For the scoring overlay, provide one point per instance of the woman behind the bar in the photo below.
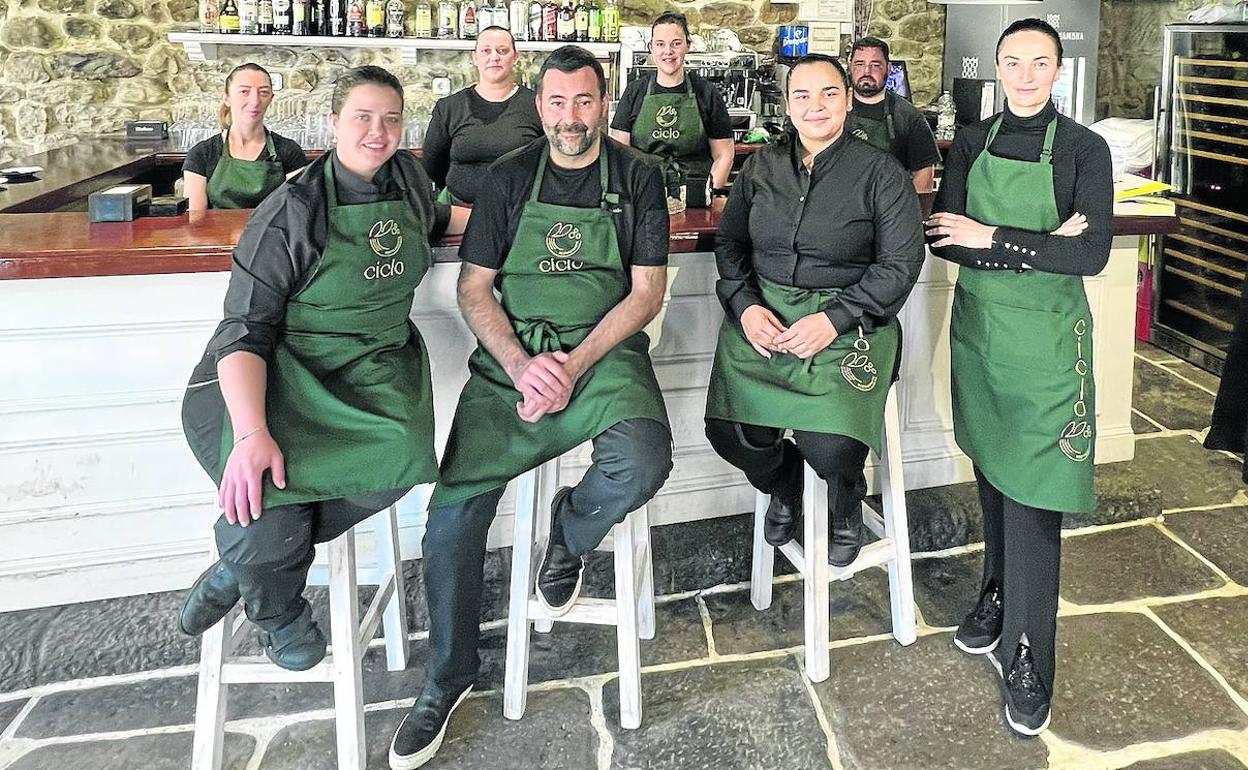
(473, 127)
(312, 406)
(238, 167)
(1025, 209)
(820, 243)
-------------------------
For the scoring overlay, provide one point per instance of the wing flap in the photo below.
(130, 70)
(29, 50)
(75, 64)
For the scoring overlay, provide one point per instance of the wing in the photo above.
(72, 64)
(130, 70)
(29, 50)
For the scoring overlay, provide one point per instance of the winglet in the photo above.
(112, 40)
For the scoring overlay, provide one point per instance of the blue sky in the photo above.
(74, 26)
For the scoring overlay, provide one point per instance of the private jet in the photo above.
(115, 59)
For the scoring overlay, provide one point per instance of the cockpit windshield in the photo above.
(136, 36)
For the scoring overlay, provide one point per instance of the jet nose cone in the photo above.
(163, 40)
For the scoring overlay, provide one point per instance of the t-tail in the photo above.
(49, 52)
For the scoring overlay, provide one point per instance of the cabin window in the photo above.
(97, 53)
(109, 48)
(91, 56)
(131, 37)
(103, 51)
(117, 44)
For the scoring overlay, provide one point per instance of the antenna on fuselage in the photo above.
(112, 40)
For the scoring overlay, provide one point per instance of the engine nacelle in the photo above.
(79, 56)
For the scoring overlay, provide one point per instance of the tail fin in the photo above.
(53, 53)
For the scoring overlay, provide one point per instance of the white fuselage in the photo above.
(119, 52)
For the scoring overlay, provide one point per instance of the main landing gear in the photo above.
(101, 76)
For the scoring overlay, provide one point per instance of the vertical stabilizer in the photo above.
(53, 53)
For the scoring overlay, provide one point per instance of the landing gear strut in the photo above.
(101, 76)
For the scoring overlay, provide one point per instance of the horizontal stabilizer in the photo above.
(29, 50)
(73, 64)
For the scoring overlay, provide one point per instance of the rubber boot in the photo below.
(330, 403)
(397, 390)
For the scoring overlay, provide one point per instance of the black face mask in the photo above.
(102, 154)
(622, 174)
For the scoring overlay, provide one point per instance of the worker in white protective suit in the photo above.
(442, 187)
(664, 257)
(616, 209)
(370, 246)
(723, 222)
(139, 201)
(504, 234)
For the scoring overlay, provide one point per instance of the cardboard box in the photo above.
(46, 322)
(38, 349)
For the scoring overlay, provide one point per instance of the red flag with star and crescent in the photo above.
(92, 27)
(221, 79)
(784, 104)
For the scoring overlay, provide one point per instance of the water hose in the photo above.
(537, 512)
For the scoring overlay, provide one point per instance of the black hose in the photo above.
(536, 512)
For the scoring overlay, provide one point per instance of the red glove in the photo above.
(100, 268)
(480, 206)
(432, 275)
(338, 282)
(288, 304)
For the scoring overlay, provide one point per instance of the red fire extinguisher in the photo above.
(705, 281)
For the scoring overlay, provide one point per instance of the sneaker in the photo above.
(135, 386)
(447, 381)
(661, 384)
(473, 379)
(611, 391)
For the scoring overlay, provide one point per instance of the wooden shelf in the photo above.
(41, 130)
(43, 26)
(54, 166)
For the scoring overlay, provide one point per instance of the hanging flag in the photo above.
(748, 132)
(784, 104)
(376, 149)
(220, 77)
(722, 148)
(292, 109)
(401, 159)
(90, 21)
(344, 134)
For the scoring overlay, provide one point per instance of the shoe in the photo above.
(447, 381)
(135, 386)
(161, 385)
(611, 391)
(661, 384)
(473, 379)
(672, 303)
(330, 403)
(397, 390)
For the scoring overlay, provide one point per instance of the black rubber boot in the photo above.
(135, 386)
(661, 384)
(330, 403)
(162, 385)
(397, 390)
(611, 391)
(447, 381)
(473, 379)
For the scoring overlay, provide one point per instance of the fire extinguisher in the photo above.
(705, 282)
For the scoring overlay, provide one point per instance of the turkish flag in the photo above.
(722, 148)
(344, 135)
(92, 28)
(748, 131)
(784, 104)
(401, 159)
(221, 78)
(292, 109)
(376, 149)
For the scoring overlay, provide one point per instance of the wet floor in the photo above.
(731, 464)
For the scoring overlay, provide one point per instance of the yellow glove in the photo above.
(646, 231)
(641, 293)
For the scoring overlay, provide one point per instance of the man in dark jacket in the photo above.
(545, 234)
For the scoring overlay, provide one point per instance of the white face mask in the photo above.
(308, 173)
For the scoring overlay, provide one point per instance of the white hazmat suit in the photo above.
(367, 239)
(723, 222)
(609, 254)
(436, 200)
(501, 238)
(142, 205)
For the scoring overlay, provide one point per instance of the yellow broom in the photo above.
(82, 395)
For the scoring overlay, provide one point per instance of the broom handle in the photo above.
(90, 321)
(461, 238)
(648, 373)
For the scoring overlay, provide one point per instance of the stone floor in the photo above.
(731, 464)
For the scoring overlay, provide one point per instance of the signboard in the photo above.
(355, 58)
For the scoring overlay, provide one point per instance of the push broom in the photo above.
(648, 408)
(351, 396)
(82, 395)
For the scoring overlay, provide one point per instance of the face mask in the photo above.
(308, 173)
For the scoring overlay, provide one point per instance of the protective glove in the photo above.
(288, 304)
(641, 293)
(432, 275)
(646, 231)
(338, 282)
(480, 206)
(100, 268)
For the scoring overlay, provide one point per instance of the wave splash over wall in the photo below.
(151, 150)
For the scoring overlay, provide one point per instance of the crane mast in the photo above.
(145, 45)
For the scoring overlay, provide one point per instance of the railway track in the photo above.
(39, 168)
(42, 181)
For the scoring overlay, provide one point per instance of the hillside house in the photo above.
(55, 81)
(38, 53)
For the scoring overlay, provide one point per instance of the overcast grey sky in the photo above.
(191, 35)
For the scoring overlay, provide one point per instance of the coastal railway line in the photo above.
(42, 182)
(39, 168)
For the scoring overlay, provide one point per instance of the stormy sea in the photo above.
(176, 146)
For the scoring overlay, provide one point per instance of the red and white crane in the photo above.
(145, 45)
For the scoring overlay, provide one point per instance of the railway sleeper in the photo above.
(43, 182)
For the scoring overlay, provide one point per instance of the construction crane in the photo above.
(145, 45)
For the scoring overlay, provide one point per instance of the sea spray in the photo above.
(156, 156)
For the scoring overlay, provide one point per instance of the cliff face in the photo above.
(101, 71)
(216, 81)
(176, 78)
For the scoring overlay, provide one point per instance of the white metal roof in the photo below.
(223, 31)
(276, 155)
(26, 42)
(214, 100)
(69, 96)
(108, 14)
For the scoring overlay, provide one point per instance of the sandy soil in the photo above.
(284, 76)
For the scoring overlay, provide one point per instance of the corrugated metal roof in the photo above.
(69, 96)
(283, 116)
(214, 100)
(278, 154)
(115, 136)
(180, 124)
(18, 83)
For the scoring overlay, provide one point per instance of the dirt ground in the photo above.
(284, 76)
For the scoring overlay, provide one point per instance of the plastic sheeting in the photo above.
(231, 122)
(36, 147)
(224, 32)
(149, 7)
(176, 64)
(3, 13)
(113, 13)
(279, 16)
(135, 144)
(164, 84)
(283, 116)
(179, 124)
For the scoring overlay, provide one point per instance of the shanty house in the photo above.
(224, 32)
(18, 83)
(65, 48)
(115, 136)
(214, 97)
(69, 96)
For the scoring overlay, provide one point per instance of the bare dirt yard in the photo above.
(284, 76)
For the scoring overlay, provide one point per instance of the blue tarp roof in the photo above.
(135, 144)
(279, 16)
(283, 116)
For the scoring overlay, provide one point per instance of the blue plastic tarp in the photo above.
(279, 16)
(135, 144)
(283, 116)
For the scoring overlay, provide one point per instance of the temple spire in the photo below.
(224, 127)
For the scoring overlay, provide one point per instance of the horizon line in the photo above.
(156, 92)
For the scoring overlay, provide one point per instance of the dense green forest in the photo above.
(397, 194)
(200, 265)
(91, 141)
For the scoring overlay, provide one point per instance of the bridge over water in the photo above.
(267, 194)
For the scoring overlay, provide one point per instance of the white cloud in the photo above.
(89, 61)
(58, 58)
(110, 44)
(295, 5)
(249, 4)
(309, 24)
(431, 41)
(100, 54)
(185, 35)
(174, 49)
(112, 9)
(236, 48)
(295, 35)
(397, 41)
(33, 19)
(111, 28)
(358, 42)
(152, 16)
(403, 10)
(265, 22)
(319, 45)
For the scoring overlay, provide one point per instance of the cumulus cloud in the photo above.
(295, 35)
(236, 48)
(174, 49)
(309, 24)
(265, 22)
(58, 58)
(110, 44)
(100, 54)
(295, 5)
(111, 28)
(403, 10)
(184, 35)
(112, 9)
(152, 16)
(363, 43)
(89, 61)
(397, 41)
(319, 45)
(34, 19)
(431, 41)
-------------------------
Work to do
Pull out each line of the listing above that contains the string "water". Only matches with the same capitalization count.

Written solution
For the scoring overlay, provide one point per instance of the water hose in the photo above.
For the scoring overlay, provide one point per instance of the bridge over water in the photo above.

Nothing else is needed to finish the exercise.